# Exercise set
**1)** Reproduce the Bergen Substation microgrid text word for word, from its title through its final sentence.
**2)** Pick out every line in the rows that contains the word "leaf". Copy each of those lines in full.

# Text section
JFK International Airport, Bergen Substation Microgrid Assessment & Preliminary Design

Burns completed an assessment of the technical and financial feasibility of a resilient microgrid tied to the Bergen Substation (Bergen SS) at JFK International Airport.

This substation provides power to the jet fuel depot and other supporting critical airport infrastructure and buildings. Power supplied to Bergen originates at Con Edison’s overloaded Brownsville Substation in Brooklyn. To alleviate overloading, Con Ed is pursuing and incentivizing distributed energy projects in power congested areas of Brooklyn and Queens as part of the “Brooklyn-Queens Demand Management” (BQDM) initiative.

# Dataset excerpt

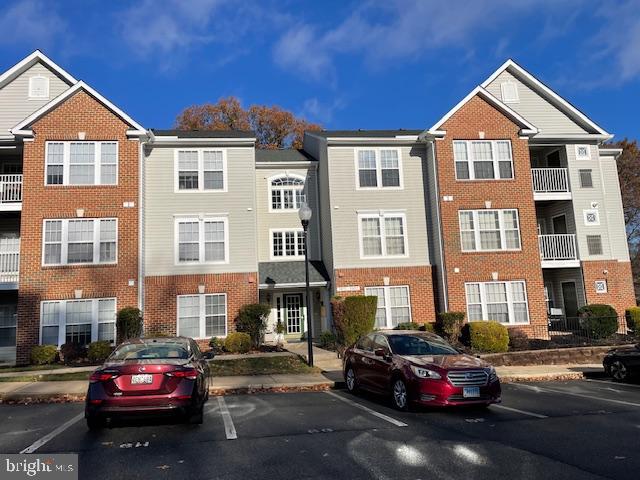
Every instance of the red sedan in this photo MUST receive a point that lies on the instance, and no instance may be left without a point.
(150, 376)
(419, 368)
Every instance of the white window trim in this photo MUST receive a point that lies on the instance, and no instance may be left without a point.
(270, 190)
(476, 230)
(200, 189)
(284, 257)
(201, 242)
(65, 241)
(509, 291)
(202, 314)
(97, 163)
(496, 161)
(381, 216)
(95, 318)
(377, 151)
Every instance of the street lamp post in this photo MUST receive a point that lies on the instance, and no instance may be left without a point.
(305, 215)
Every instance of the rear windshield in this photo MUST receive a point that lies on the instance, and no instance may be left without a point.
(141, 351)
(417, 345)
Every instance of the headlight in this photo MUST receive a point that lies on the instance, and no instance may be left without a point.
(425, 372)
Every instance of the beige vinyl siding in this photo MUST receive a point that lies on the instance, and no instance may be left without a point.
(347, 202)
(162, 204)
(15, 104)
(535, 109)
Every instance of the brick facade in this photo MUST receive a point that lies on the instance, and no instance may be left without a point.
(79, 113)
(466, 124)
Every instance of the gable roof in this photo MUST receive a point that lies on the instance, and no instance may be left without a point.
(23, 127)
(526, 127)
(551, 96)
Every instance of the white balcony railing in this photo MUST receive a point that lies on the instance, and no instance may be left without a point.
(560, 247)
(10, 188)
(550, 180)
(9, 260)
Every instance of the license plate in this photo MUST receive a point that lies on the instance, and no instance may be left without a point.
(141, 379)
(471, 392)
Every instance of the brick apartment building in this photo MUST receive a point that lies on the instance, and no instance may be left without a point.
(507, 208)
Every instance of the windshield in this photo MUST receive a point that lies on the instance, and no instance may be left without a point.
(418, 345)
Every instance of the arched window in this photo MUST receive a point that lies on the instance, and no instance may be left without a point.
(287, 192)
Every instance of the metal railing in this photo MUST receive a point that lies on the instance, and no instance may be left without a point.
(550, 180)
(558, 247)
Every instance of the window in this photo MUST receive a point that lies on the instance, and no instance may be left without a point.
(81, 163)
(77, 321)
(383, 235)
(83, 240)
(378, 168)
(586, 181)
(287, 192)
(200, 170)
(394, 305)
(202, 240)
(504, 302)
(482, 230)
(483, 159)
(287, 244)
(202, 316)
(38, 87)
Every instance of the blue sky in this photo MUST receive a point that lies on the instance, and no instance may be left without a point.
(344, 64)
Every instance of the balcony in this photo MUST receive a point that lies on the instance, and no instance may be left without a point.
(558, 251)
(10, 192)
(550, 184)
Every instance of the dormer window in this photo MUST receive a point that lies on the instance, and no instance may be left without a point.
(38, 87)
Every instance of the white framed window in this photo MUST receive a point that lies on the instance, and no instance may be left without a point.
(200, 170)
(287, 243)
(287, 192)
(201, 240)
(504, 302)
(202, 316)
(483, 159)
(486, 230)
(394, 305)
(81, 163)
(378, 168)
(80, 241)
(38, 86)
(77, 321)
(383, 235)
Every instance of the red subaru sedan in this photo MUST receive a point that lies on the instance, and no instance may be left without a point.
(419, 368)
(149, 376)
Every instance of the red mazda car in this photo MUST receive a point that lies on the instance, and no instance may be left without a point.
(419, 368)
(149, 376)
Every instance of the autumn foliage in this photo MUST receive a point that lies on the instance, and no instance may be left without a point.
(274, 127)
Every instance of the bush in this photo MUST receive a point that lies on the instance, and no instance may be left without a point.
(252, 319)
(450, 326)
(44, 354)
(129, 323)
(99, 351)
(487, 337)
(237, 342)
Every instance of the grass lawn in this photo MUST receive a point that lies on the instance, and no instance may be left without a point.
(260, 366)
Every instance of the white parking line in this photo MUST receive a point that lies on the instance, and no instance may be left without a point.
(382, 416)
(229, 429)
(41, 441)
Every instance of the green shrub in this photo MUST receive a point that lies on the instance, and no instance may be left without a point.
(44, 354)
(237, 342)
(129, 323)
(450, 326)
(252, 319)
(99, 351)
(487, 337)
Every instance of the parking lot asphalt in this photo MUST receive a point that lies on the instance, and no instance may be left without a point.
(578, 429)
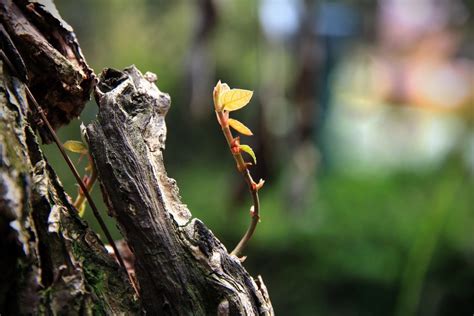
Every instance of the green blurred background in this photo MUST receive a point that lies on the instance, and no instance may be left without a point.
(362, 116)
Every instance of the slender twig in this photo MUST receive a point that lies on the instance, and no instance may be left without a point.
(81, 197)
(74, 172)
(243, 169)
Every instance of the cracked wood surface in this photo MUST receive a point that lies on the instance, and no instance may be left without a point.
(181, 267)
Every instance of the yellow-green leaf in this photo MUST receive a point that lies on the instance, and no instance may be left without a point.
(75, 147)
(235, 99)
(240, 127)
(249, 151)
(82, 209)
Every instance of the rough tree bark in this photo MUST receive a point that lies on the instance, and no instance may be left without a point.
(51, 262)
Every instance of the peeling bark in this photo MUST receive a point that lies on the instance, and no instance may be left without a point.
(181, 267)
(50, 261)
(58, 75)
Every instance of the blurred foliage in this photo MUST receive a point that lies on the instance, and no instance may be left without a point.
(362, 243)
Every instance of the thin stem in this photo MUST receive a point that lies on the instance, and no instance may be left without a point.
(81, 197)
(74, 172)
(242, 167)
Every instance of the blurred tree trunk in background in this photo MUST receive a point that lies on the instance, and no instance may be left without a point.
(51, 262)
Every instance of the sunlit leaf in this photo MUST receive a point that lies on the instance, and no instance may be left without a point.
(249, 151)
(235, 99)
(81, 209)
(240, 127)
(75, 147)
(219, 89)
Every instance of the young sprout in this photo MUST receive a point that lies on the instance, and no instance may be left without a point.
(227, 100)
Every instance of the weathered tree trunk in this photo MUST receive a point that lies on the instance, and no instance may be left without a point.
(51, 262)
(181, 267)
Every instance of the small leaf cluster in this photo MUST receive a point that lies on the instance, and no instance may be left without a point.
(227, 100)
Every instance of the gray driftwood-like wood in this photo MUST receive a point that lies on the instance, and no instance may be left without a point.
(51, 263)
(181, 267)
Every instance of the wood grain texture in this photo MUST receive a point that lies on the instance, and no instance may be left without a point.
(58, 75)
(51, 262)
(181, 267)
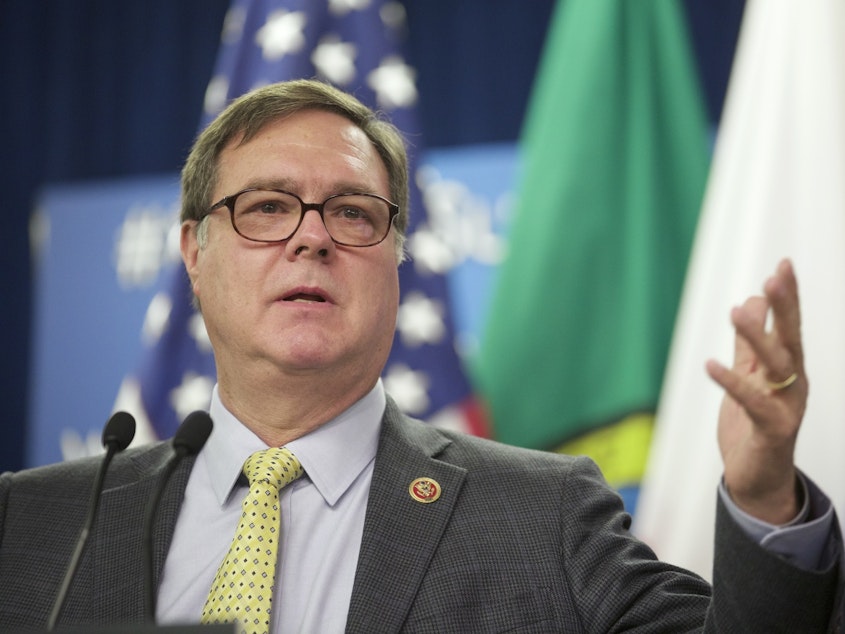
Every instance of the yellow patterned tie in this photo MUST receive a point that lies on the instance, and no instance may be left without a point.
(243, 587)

# Problem solutions
**1)**
JFK International Airport, Bergen Substation Microgrid Assessment & Preliminary Design

Burns completed an assessment of the technical and financial feasibility of a resilient microgrid tied to the Bergen Substation (Bergen SS) at JFK International Airport.

This substation provides power to the jet fuel depot and other supporting critical airport infrastructure and buildings. Power supplied to Bergen originates at Con Edison’s overloaded Brownsville Substation in Brooklyn. To alleviate overloading, Con Ed is pursuing and incentivizing distributed energy projects in power congested areas of Brooklyn and Queens as part of the “Brooklyn-Queens Demand Management” (BQDM) initiative.

**2)**
Every instance of the yellow-green leaf in this photo MUST receive a point that lies on the instance, and no instance may be left without a point.
Every instance of the sunlit leaf in this photo MUST receive a point that lies on the instance, and no instance may be left without a point.
Every instance of the small leaf cluster in this photo MUST receive a point that lies on the instance, and no instance may be left without a point.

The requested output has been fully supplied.